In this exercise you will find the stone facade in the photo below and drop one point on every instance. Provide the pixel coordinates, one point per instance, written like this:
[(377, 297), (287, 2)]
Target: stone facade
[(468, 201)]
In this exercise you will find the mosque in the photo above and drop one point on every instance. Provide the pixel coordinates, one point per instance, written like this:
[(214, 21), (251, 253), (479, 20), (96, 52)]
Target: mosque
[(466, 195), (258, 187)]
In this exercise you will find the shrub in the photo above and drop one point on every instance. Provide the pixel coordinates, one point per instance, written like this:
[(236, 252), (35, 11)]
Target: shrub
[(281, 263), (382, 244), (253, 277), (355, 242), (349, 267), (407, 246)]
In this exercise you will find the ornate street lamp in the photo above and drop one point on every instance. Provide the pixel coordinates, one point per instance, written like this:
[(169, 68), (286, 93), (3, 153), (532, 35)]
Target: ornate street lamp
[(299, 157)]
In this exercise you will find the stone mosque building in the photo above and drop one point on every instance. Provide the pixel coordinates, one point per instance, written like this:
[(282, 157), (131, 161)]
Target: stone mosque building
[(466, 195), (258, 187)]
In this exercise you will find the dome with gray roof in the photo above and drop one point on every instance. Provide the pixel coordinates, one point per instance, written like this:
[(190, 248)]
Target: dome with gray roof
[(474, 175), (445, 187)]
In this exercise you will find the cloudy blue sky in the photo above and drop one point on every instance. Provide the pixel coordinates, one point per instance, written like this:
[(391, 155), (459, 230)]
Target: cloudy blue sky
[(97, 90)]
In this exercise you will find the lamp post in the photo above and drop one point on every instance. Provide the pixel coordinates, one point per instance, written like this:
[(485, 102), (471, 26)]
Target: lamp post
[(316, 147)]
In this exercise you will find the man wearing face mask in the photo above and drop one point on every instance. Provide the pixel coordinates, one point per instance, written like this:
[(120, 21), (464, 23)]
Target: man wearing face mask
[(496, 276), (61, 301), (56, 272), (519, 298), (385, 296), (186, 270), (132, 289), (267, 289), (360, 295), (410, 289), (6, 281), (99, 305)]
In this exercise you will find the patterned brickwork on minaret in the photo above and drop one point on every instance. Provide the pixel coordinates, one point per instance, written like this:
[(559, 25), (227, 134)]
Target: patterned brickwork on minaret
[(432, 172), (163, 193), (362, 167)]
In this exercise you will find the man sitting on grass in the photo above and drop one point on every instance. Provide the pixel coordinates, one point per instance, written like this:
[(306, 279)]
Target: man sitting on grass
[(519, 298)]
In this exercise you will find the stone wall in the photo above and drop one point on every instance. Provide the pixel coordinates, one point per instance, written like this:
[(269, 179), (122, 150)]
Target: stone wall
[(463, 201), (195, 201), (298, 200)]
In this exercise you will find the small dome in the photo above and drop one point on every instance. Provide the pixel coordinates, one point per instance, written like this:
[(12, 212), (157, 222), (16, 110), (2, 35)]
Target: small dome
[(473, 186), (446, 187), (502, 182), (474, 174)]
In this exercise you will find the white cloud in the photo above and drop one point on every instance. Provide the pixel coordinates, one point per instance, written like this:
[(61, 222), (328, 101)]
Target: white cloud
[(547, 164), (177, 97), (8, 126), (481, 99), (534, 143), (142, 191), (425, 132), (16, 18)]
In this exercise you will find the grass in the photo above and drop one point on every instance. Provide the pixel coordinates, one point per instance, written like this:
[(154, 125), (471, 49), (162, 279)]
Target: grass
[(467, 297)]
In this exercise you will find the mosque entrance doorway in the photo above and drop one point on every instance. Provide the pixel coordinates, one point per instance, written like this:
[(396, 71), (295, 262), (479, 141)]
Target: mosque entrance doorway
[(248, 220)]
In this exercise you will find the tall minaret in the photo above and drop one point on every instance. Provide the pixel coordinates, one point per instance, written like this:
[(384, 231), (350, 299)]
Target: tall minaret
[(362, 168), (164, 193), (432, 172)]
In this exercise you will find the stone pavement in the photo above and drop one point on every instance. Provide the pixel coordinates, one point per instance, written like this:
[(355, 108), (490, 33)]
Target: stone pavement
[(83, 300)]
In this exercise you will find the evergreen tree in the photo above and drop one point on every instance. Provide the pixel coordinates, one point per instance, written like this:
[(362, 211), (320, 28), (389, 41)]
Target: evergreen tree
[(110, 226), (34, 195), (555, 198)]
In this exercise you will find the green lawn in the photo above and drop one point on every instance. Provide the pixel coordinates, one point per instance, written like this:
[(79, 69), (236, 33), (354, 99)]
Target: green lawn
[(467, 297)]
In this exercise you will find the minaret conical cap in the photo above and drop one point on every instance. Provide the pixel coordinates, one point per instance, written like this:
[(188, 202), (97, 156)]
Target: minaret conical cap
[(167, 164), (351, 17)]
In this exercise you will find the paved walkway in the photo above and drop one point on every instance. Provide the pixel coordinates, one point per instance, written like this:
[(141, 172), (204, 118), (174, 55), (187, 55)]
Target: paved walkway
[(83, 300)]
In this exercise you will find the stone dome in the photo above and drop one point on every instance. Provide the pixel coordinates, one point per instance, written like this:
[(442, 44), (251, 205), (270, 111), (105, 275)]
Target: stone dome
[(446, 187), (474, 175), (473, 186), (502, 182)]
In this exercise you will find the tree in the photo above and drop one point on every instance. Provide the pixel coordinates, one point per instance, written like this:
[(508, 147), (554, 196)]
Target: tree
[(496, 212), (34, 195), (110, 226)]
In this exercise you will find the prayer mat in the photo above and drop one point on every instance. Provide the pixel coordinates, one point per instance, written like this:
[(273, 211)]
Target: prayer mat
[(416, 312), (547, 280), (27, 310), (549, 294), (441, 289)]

====

Required work: Repeat the material above in full, quoting it exactly.

Solution for this task:
In this exercise you will find the stone facade in the photo below and drop one point on every instance. Provide the pixel coordinates, one point per instance, written like this:
[(377, 297), (287, 2)]
Target: stone facade
[(468, 201)]
In this exercise you will find the mosque in the photo above and drop one point on every instance. Provide the pixel coordinates, one point per instance, written like this:
[(214, 21), (251, 253), (479, 20), (96, 52)]
Target: mosque
[(466, 195), (258, 187)]
In this exercise you will find the shrub in the photo above and drop one point on every instance. Provide the pixel coordinates, one point per instance, written like this:
[(236, 252), (35, 11)]
Target: shrub
[(281, 263), (382, 244), (253, 277), (355, 242), (349, 267), (407, 246)]
In this exercise you will find the ornate street lamp in the photo above and drop one point on every instance. Provide the pixel coordinates, one point per instance, written like this:
[(169, 68), (286, 93), (3, 153), (532, 35)]
Target: ornate street lamp
[(299, 157)]
In this exercise you will find the stone mosque building in the photo above and drop one point on every instance. Provide the pixel coordinates, one point per instance, written like this:
[(282, 157), (131, 161)]
Target: stone mosque building
[(466, 195), (258, 187)]
In this exercise you will find the dome with gray roof in the photo above and drop one point on every instance. Provide the pixel coordinates, one point per instance, written like this:
[(190, 248)]
Target: dome with gray roof
[(474, 175), (445, 187)]
In this exercise you will find the cloudy blue sky in the photo above and drop one point on every instance. Provide the pixel coordinates, one point per instance, written like this:
[(391, 155), (459, 230)]
Target: cloudy blue sky
[(97, 90)]
In this exercise you will find the lamp post in the photo above and drop one point on every instance. Provide the pixel coordinates, one point per instance, written like this:
[(485, 102), (471, 26)]
Target: lamp post
[(316, 147)]
In this exercise you will find the man wearing face mask in the photo above and drop one point on every instance. Provide the pixel coordinates, one point per instance, written like this:
[(120, 21), (464, 23)]
Target: man wearing face mask
[(496, 276), (61, 301), (56, 272), (519, 298), (385, 296), (186, 270), (132, 289), (267, 289), (360, 295), (410, 289), (6, 281), (99, 305)]
In this exercise you will find the patterned brickwork on minaret in the photo above and drop one point on every instance. Provide the pixel coordinates, one point per instance, written like this:
[(559, 25), (227, 134)]
Target: patterned brickwork on minaret
[(432, 172), (163, 193), (362, 167)]
In this exercise you will find the man sitting on grass in the photo above and drop one point on every instance. Provide the pixel coordinates, one point per instance, written like this:
[(306, 279)]
Target: man sitting on grass
[(519, 298)]
In this exercise you will find the stone wall in the photo above and drop one point on every instance. Provide the pixel coordinates, one point per instance, written like this:
[(269, 179), (122, 150)]
Target: stone wall
[(463, 201), (195, 201), (298, 200)]
In this exercise you will find the small dome in the photo above and drop one point on every instance. Provide the pixel coordinates, one point per instance, written like this:
[(12, 212), (157, 222), (16, 110), (2, 35)]
Target: small dome
[(473, 186), (446, 187), (502, 182), (474, 174)]
In this exercise you will find the white cloud in the photo above and drop one point on every instance. Provide the pixel coordinates, one point per instance, written like this:
[(61, 222), (328, 101)]
Target: white cloud
[(547, 164), (177, 97), (8, 126), (481, 99), (534, 143), (142, 191), (425, 132), (16, 18)]
In this exercise you will find the grass in the photo above and drop one point on every instance. Provide the pixel coordinates, one point per instance, written like this:
[(154, 125), (471, 49), (162, 279)]
Target: grass
[(467, 297)]
In this exercise you will find the mosque entrance doorway in the photo above and drop one point on every instance. Provide the pixel coordinates, one point per instance, written like this:
[(396, 71), (295, 262), (479, 141)]
Target: mosque entrance doorway
[(248, 220)]
In this exercise you will find the tall minaret in the photo above and drop one point on every instance. Provide the pixel coordinates, one point per instance, written like this:
[(384, 231), (350, 299)]
Target: tall minaret
[(362, 168), (164, 193), (432, 172)]
In this exercise you will find the stone pavement in the photo above and drop one point on every instance. Provide the pixel coordinates, one point per instance, written like this:
[(355, 108), (490, 33)]
Target: stone pavement
[(83, 300)]
In this exercise you will find the evergreen tree in the photo above and drop one point on every instance. Provide the pixel coordinates, one point per instance, written like this:
[(362, 211), (320, 28), (389, 41)]
Target: evergreen tree
[(110, 226), (34, 195), (555, 198)]
In this exercise you will find the green lawn in the photo above and drop one point on every instance. Provide the pixel coordinates, one point per instance, written like this:
[(79, 69), (236, 33), (354, 99)]
Target: green lawn
[(467, 297)]
In this exercise you will find the minaret conical cap in the photo above and drop one point on every instance. Provide the pixel coordinates, one point per instance, written like this:
[(188, 202), (97, 156)]
Target: minaret conical cap
[(167, 164), (351, 17)]
In this exercise you will find the paved walkway in the photo above and drop one point on every instance. Provide the pixel coordinates, one point per instance, written like this:
[(141, 172), (204, 118), (174, 55), (187, 55)]
Target: paved walkway
[(83, 300)]
In this exercise you will find the stone dome in the photo above and drop one point on every instance. Provide the pixel coordinates, one point per instance, written like this:
[(442, 44), (251, 205), (270, 111), (105, 275)]
Target: stone dome
[(446, 187), (474, 175), (473, 186), (502, 182)]
In this exercise you will find the tree in the photo above and drop one point on every instance. Provide the pixel coordinates, one point per instance, written like this:
[(508, 147), (554, 196)]
Target: tree
[(496, 212), (34, 195), (110, 226)]
In this exercise you will find the prayer mat in the photo above and drop one point on every instance. Provide the pixel coordinates, one point per instance, written like this:
[(273, 211)]
Target: prayer mat
[(416, 312), (547, 280), (27, 310), (549, 294), (441, 289)]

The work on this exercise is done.